Extrait à lire:
● ● ●

Champion du monde en 2018, 28 sélections au compteur… Corentin Tolisso a déjà marqué l’équipe de France. Mais son retour, lui, semble désormais très improbable.
La dernière illustration est venue avec le forfait de Manu Koné ce lundi. Une place s’est libérée au milieu de terrain, sans que Didier Deschamps ne juge utile de remplacer le joueur de l'AS Roma. Et donc, sans même envisager le retour du capitaine de l’Olympique Lyonnais.
Pourtant, sportivement, difficile de faire mieux. Tolisso réalise l’une des meilleures saisons de sa carrière : 11 buts, 3 passes décisives, un rôle central à l'OL, malgré une baisse individuelle et collective ces dernières semaines. Il n'empêche que Tolisso coche tout les cases : leader, constant, décisif, expérimenté... Alors pourquoi cette absence persistante ?

● ● ●

Données de l'exercice:
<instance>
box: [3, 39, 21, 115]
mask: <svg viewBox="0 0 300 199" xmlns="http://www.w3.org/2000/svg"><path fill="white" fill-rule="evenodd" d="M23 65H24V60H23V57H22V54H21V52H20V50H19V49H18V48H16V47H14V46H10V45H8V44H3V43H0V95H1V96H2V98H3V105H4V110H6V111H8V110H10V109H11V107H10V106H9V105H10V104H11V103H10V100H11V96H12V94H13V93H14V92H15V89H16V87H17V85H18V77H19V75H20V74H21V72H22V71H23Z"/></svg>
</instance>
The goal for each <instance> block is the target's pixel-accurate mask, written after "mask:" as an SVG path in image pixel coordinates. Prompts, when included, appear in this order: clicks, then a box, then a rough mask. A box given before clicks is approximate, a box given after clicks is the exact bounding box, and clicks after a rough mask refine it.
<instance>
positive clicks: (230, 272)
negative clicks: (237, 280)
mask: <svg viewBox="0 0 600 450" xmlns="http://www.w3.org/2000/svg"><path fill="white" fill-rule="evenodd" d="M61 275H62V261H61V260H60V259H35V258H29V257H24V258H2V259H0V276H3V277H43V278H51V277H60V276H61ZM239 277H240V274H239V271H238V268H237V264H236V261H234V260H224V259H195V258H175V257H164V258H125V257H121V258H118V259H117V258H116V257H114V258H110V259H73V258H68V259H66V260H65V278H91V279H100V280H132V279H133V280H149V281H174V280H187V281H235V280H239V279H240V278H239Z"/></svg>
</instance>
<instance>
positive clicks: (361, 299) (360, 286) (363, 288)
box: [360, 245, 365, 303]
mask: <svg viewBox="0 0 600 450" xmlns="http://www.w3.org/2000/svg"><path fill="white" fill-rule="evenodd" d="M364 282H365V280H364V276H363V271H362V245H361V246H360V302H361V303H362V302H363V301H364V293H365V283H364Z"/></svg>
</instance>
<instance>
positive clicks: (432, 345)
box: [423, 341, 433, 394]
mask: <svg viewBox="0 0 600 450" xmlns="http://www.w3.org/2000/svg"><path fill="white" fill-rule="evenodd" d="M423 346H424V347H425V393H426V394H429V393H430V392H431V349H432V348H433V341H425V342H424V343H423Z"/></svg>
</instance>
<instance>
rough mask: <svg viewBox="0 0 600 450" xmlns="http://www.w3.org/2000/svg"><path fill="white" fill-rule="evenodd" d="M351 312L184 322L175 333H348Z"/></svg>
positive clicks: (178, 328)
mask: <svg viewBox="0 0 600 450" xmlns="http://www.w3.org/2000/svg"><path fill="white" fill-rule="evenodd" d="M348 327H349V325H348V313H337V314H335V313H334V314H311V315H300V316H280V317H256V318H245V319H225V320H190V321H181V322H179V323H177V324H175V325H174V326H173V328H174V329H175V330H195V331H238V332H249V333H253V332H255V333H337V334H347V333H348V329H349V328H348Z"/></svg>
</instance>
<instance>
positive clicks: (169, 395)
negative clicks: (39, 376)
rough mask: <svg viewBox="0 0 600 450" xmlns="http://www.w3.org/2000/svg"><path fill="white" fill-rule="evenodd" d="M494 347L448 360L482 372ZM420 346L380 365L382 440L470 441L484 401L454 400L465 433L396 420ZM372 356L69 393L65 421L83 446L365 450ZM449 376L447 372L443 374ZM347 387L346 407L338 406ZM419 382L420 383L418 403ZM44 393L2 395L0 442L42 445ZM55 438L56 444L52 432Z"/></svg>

● ● ●

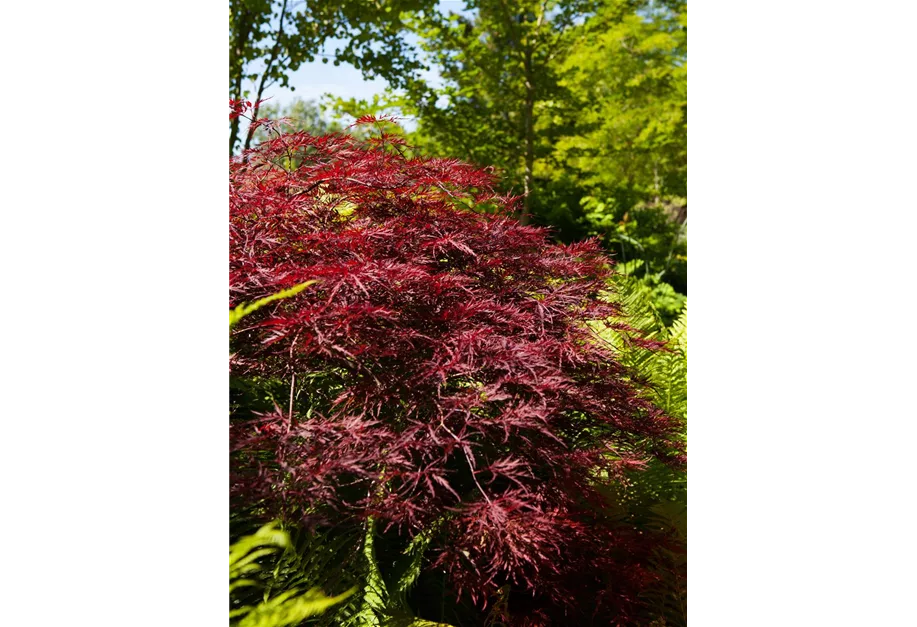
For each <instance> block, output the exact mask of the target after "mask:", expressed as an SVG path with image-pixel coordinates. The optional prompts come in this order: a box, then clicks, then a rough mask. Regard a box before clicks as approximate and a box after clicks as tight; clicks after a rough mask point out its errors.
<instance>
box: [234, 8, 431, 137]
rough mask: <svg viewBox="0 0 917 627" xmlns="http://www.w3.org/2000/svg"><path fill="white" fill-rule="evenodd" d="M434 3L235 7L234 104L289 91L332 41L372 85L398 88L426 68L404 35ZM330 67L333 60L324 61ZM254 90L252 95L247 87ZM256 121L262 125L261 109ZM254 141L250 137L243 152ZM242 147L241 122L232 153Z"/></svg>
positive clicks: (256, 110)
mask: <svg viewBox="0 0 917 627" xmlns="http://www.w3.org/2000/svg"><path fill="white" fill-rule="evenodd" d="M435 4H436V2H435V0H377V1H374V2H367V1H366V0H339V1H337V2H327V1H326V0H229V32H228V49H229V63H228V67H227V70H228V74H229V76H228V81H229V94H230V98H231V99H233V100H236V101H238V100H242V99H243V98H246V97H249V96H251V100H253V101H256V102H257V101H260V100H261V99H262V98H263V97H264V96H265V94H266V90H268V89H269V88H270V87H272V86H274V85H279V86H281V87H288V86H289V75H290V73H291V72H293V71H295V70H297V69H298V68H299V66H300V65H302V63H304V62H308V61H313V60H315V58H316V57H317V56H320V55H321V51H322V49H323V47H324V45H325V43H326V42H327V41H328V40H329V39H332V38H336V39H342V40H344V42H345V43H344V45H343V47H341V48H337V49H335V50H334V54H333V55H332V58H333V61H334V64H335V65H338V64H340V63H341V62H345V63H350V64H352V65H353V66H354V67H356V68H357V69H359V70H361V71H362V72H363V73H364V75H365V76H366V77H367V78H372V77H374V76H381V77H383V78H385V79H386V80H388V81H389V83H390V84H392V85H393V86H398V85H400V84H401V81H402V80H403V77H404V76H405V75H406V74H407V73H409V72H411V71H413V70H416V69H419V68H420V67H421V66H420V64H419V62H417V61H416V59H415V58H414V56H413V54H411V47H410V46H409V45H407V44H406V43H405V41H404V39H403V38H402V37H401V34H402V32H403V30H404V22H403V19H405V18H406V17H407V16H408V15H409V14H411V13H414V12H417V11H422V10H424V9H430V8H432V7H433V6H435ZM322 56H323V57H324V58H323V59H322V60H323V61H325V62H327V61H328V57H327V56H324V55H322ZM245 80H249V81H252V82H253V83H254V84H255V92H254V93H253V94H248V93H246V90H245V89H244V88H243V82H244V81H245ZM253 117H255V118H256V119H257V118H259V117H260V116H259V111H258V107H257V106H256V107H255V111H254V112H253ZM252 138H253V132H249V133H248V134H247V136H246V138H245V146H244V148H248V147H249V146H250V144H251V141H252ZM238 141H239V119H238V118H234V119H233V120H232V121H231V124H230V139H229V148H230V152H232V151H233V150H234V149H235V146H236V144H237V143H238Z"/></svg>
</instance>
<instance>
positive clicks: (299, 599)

● ● ●

Travail demandé:
Répondez aux questions suivantes d'après l'extrait sur Corentin Tolisso.
(a) En quelle année Corentin Tolisso a-t-il été champion du monde ?
(b) Quel joueur a déclaré forfait ce lundi, et dans quel club joue-t-il ?
(c) Combien de buts et de passes décisives Tolisso compte-t-il cette saison ?

Corrigé rédigé:
(a) En 2018.
(b) Manu Koné, joueur de l'AS Roma.
(c) 11 buts et 3 passes décisives.